What is required ▸ Return every line of the items below exactly as it appears, omitting the pictures.

Source data ▸
———
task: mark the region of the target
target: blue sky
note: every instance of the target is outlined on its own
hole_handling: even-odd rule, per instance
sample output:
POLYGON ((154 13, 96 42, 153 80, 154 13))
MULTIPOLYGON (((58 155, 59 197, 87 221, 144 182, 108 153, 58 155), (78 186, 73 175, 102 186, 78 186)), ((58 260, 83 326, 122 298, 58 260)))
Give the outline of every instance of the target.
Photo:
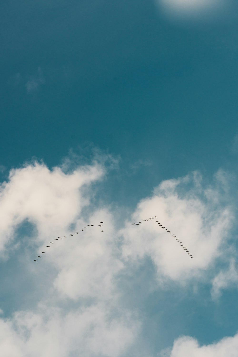
POLYGON ((1 5, 4 357, 238 356, 237 10, 1 5))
———
Task response ▸
task: mark the region of the target
target: blue sky
note: every instance of the target is outlined on its own
hole_handling: even-odd rule, per instance
sample output:
POLYGON ((154 13, 96 42, 153 80, 154 13))
MULTIPOLYGON (((58 155, 59 197, 87 221, 144 182, 108 153, 58 155), (78 186, 73 175, 102 186, 78 186)), ((58 260, 83 326, 122 298, 58 260)))
Give the outline of every instance of the target.
Photo:
POLYGON ((1 5, 4 357, 238 356, 237 10, 1 5))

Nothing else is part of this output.